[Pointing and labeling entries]
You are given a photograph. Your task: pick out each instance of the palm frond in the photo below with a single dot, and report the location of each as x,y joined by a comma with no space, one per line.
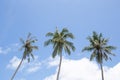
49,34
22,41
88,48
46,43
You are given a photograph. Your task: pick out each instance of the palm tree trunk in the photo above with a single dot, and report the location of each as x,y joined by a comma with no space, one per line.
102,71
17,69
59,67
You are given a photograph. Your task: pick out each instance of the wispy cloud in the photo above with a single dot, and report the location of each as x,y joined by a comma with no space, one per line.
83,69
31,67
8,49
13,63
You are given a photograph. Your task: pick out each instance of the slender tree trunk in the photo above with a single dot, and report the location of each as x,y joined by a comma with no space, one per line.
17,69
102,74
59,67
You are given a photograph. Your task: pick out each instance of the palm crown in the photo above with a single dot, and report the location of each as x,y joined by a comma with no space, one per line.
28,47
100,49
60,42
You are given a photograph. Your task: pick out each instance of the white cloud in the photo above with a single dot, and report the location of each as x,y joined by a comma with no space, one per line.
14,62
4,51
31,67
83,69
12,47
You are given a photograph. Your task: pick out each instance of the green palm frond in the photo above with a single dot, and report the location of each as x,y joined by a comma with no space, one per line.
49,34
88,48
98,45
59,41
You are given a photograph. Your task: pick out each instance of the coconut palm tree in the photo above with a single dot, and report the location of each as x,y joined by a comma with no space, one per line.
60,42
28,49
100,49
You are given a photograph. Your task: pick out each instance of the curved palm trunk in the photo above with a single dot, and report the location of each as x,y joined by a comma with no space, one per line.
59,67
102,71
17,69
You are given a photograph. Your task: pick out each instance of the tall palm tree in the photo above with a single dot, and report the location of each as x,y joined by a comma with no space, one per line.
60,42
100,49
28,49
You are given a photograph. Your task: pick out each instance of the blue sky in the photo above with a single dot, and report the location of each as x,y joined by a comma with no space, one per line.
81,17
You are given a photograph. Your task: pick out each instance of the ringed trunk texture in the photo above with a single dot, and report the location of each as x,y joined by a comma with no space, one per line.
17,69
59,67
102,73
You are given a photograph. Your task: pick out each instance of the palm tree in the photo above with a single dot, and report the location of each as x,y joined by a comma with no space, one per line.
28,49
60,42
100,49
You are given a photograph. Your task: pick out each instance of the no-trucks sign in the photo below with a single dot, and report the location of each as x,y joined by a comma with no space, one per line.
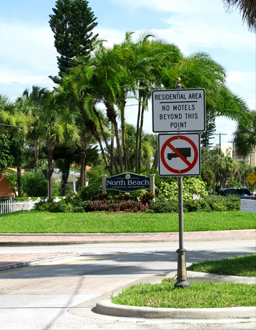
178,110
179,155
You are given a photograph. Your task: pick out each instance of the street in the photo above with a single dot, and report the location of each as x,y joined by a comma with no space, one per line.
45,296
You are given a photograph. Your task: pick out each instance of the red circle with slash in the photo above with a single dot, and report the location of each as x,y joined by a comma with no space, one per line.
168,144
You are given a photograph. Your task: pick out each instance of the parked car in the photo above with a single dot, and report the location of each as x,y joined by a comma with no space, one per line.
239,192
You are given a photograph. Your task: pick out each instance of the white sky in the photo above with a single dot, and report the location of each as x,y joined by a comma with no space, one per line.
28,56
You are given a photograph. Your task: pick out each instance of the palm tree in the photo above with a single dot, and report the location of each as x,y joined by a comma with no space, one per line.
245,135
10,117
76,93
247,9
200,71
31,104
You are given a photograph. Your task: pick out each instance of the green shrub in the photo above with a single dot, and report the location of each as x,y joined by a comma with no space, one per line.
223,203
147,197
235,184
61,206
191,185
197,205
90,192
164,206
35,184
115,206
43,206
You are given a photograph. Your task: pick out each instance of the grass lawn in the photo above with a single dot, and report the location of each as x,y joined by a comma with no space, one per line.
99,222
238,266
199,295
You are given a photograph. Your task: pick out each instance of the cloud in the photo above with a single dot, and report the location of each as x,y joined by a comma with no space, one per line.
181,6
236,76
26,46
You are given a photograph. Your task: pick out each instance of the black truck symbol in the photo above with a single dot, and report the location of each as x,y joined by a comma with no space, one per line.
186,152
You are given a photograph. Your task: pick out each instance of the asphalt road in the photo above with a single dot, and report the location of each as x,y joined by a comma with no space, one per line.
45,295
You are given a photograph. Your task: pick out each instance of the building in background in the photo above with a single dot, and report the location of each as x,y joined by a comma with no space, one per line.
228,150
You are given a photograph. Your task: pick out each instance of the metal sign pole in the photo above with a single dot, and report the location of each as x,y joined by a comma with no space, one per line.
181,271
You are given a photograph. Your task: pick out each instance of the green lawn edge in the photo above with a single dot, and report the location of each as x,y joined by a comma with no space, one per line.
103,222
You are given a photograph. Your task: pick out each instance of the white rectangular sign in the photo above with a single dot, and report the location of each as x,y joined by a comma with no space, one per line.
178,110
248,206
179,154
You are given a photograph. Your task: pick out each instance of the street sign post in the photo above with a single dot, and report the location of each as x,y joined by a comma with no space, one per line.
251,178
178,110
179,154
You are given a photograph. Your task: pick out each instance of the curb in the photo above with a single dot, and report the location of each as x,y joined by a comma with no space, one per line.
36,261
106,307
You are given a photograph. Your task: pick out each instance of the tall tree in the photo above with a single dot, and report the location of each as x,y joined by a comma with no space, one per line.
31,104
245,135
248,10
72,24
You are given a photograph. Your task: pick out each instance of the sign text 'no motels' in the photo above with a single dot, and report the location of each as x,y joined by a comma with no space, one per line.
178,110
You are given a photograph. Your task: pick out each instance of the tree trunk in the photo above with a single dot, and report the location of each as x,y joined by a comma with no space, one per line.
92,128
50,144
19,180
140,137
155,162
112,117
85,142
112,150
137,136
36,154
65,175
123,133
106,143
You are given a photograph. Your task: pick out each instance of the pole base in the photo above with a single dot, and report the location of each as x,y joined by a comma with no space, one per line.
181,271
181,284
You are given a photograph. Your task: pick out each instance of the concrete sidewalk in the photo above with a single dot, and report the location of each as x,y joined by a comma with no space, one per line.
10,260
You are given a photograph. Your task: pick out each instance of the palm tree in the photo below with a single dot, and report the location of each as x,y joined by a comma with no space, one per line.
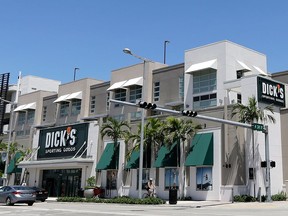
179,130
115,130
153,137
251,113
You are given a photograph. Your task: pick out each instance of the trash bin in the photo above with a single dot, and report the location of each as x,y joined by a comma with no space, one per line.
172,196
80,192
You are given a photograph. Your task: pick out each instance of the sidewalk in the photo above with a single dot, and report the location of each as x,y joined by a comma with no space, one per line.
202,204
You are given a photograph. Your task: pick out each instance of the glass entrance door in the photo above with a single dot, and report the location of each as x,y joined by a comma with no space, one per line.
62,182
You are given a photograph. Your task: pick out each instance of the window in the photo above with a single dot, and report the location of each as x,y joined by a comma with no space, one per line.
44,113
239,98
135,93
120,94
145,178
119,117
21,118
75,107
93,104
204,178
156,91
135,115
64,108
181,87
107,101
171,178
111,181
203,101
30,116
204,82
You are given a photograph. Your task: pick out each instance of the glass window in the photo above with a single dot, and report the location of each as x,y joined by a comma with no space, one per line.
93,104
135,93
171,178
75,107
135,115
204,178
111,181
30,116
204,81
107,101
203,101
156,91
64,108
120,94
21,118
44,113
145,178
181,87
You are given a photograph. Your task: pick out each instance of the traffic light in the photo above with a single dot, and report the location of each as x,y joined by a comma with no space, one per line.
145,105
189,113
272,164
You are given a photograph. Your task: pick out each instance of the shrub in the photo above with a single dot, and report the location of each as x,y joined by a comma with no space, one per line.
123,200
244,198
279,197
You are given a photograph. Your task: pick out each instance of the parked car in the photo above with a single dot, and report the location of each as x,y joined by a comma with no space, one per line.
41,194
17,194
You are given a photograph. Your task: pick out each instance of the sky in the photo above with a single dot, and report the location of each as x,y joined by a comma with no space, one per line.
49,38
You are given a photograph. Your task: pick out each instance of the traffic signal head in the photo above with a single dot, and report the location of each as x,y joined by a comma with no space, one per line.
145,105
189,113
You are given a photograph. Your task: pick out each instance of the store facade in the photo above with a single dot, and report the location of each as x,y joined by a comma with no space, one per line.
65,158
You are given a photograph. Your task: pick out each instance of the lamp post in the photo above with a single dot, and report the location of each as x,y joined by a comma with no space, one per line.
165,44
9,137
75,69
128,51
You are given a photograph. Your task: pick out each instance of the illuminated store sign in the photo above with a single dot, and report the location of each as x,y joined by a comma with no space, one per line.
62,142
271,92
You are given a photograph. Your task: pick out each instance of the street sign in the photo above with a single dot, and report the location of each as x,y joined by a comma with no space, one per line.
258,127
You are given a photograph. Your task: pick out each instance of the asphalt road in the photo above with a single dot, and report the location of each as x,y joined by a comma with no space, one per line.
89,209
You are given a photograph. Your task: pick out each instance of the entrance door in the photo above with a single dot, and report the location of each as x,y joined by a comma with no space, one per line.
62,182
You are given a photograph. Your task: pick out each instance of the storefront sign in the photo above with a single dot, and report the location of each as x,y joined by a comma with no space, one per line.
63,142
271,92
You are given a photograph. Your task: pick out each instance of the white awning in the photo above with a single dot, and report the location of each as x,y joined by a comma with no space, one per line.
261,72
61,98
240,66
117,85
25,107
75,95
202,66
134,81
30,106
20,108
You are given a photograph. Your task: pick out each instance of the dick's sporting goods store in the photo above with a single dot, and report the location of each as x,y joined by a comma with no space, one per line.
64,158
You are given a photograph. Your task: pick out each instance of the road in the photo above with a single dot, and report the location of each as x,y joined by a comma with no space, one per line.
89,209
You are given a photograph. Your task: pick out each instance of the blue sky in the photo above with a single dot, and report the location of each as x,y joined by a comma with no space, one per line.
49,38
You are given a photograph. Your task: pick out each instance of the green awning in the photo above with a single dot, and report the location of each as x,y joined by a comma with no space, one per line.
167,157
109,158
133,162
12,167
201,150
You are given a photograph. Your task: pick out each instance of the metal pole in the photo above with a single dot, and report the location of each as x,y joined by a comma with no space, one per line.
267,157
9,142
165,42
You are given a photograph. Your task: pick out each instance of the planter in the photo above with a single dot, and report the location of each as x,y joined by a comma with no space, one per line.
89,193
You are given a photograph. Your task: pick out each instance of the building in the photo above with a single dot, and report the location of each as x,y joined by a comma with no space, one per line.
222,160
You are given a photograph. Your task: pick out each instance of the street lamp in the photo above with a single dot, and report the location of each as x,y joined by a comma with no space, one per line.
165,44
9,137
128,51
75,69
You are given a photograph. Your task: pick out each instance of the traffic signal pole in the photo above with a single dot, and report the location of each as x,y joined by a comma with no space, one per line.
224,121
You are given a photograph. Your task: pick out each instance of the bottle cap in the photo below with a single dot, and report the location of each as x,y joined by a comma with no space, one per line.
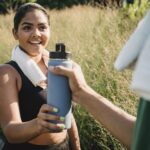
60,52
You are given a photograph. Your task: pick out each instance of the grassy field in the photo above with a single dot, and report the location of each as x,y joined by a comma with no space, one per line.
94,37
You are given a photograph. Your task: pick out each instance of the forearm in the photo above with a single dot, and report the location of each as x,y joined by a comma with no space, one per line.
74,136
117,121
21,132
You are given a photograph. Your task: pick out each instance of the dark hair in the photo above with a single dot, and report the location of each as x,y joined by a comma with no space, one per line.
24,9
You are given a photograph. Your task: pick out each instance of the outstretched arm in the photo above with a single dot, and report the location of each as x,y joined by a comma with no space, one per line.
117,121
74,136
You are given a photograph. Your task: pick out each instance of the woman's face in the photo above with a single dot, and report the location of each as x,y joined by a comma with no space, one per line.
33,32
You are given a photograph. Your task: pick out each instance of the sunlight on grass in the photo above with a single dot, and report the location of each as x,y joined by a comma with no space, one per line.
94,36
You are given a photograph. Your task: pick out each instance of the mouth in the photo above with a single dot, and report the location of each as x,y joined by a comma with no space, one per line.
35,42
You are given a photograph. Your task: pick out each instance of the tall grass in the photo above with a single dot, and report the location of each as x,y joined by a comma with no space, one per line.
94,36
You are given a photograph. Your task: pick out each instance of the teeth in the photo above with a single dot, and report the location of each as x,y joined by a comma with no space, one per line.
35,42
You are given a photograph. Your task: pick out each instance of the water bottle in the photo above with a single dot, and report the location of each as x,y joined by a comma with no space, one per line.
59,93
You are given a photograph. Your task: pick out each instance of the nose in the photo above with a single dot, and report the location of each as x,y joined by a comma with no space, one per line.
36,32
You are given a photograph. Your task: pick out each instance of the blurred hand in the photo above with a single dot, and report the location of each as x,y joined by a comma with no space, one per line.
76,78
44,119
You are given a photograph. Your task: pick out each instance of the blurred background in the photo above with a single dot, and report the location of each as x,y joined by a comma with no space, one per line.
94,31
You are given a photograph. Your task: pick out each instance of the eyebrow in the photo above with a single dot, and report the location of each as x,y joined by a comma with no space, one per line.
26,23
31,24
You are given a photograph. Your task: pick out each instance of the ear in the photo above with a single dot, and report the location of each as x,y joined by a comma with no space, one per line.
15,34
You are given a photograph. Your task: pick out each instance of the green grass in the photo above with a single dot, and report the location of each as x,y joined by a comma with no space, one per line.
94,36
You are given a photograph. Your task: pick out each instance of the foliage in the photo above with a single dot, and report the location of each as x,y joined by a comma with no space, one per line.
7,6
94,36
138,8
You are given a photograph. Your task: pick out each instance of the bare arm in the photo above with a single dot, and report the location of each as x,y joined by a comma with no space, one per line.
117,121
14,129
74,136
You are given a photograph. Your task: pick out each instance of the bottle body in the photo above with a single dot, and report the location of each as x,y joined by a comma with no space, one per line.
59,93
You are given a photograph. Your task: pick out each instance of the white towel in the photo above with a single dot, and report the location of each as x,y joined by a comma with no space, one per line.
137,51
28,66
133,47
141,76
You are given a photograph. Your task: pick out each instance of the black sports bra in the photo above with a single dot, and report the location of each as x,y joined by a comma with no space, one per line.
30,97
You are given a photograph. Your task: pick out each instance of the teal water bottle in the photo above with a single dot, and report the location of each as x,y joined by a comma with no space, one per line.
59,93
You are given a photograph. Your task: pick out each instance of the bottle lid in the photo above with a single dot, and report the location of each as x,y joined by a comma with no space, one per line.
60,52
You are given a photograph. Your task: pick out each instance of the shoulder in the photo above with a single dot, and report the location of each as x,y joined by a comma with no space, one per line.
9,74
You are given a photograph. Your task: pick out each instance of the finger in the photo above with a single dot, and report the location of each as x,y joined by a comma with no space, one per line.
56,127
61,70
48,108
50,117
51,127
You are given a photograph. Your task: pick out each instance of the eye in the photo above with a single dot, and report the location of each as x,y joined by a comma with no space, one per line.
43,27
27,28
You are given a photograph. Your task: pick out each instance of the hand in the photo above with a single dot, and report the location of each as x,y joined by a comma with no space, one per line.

• Objective:
Each line from the one containing "of the teal" to the final line of the entries above must be returned exactly, and no other line may appear.

• Task solution:
You are given a photograph. Your task: pick out each instance of the teal water bottle in the photo above with a single dot, and report the location of each as x,y joined by a comma with no space, one per line.
59,93
You are given a photograph. Your task: pick out each instance of the bottle lid in the photo above with a single dot, and report the location of each as x,y joined by a comma with no space, one per line.
60,52
You are given a photograph. Your task: pick out each instance of the shoulder in the photo above with a single dot, and report the location of each as x,y joined by a comma with no space, one per line.
9,74
You are given a photograph. Your task: pick out each instance of the finger in the photo above with a single dot, and report the location of each as x,y joined by a comma with no space, one per line.
56,127
61,70
48,108
50,117
51,127
You are given a photograph. Your task: pick out each instance of the eye in the photo above with a single dot, and report the location of each as x,y joined by a comma with no space, one per line.
43,27
27,28
You are given a photograph. Your task: pick out each instance of the hand in the photo above with a single dot, and report the location of each as x,y joined by a comma with no space, one per line.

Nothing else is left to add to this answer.